··· Document excerpt
HRW flew an unmanned aerial vehicle (UAV) into the gorge and spotted several bodies floating in the water filling the deepest section of the sinkhole.
"Based on the state of decomposition, the bodies were dumped there long after ISIS had left the area. The identities of those victims and their causes of death remain unknown," it said.
Speaking with Diyaruna in September 2016, former al-Raqa Media Office activist Majed Hassoun said that al-Raqa residents "know that [ISIS] dumps its victims into a deep gorge in the rocks known as al-Houta".
ISIS itself released a video in 2014 showing its fighters hurling bodies into the crevasse, he said.
Iraqi site yet to be fully investigated
A similar sinkhole known as al-Khafsa in northern Iraq is one of the most notorious mass graves uncovered to date, with unofficial estimates indicating it contains the remains of 25,000 bodies of ISIS victims.
In an HRW report published in March 2017, eyewitnesses from the area gave horrific accounts of victims being killed and thrown into the naturally occurring sinkhole, located eight kilometres south of western Mosul.
Eyewitnesses said they had seen multiple mass executions conducted at the sinkhole, sometimes on a weekly basis, beginning in June 2014 and continuing until May or June 2015.
In its new report, HRW said al-Khafsa also had yet to be fully investigated.
······
Objective 1:
Gather every line of the entries that contains the string "glove", matching case exactly.
The sinkhole article and the entries that follow it are unrelated to each other.
··· Task input
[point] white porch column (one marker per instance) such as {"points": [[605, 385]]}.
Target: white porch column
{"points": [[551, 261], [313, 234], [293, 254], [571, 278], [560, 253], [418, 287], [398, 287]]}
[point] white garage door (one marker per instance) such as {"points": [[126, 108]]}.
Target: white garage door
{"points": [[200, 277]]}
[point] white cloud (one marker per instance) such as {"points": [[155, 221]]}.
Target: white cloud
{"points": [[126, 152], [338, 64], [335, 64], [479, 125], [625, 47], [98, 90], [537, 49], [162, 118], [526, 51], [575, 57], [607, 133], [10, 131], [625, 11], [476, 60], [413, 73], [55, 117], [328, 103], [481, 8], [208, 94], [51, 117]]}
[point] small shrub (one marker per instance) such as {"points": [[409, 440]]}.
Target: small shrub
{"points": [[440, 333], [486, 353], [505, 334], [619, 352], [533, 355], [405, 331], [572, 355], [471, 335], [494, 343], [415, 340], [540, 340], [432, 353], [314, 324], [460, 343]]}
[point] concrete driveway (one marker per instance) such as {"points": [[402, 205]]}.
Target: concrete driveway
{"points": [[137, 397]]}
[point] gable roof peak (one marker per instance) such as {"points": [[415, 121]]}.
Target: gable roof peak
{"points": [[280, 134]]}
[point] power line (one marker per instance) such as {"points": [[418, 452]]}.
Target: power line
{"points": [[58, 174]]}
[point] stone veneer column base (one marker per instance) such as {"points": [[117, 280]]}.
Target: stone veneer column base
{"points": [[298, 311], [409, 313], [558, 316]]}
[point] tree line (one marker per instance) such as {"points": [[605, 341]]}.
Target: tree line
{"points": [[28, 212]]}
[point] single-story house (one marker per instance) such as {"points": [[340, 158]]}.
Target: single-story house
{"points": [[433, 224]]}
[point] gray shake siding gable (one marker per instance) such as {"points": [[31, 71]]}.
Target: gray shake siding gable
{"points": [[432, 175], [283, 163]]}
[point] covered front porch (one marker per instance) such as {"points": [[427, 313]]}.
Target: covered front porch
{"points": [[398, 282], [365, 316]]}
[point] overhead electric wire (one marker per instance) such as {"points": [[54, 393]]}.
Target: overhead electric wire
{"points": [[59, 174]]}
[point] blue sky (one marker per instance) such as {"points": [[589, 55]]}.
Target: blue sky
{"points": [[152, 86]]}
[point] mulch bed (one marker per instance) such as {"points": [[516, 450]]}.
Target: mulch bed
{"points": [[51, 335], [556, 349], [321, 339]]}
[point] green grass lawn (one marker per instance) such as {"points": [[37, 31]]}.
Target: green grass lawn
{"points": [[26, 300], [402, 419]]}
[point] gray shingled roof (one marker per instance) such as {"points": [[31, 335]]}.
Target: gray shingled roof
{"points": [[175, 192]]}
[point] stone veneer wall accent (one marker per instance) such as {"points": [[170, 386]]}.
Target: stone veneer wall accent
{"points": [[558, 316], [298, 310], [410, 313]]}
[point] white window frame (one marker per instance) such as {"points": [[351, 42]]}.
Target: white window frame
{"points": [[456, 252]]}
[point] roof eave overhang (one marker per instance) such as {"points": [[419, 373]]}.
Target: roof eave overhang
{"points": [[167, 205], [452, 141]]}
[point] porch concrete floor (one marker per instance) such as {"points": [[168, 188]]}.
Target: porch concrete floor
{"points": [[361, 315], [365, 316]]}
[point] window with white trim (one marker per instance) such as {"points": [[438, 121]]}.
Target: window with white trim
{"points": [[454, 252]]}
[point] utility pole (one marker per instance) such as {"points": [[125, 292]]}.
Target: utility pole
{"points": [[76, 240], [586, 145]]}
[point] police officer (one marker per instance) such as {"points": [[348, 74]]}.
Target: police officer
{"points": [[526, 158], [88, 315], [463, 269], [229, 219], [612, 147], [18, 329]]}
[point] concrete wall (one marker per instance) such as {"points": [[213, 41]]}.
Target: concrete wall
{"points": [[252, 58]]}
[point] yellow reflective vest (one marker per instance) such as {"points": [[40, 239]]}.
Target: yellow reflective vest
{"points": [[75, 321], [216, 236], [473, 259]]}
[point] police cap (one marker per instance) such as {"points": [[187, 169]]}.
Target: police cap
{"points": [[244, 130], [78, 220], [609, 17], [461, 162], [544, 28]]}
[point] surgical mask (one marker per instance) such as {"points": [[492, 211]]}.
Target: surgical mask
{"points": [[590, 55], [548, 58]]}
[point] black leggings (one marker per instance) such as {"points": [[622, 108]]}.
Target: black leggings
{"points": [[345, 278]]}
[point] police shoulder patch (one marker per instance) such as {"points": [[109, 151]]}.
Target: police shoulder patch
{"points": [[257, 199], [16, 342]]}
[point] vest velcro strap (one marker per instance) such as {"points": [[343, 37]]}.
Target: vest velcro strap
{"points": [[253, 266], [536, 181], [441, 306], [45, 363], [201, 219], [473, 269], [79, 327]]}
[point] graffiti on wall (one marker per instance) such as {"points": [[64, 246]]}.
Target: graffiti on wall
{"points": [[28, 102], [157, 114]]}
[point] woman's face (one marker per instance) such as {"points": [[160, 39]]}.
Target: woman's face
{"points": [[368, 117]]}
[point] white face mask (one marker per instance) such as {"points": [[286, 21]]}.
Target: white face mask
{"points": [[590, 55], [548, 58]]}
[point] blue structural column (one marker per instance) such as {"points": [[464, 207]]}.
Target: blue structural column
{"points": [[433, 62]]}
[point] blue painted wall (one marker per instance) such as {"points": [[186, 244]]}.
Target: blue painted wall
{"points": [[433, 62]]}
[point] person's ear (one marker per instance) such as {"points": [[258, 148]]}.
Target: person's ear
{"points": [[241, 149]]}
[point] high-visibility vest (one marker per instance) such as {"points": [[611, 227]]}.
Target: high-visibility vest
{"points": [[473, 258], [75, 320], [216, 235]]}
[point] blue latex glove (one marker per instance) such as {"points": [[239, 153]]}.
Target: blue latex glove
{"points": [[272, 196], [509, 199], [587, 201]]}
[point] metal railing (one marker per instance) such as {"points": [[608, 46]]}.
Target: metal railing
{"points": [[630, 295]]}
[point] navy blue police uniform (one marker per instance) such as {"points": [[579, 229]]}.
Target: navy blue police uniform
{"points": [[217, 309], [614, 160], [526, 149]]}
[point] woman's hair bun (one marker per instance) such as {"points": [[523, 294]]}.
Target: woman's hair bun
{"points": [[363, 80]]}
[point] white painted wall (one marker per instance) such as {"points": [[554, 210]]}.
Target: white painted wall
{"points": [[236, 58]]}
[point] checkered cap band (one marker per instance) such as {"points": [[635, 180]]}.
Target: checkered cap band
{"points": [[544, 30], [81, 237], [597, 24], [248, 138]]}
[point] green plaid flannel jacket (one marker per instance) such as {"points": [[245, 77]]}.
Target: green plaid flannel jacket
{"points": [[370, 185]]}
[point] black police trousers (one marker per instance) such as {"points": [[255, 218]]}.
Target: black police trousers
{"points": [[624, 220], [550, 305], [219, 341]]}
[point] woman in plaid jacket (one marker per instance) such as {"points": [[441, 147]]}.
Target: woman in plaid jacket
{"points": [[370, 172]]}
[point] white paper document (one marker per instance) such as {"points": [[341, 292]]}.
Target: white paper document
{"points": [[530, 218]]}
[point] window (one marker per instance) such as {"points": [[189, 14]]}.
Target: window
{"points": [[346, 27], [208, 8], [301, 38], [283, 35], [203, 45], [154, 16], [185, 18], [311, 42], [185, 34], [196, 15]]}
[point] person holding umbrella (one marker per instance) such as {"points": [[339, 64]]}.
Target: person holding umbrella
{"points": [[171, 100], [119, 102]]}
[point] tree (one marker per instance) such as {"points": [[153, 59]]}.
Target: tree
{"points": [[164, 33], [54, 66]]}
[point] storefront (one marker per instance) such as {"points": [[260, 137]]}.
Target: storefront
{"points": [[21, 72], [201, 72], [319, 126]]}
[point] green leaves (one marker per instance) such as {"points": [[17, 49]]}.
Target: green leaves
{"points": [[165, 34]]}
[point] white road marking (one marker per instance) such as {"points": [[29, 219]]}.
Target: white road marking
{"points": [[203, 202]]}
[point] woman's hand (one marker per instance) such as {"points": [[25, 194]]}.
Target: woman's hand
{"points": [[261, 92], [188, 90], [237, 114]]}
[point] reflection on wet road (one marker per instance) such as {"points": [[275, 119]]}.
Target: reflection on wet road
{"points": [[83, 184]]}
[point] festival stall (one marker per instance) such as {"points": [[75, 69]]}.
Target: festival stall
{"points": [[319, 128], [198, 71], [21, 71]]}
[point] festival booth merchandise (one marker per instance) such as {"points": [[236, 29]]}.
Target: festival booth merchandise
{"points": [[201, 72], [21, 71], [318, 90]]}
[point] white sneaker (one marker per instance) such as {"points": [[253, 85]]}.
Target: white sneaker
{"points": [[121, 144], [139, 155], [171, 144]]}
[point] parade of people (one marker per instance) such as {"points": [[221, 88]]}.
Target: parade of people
······
Objective 2:
Repeat word for word the part of the sinkhole article starting at "In an HRW report" and ending at "or June 2015.".

Exercise response 1:
[point] blue latex glove (one marker per instance) such as {"points": [[239, 153]]}.
Target: blue latex glove

Exercise response 2:
In an HRW report published in March 2017, eyewitnesses from the area gave horrific accounts of victims being killed and thrown into the naturally occurring sinkhole, located eight kilometres south of western Mosul.
Eyewitnesses said they had seen multiple mass executions conducted at the sinkhole, sometimes on a weekly basis, beginning in June 2014 and continuing until May or June 2015.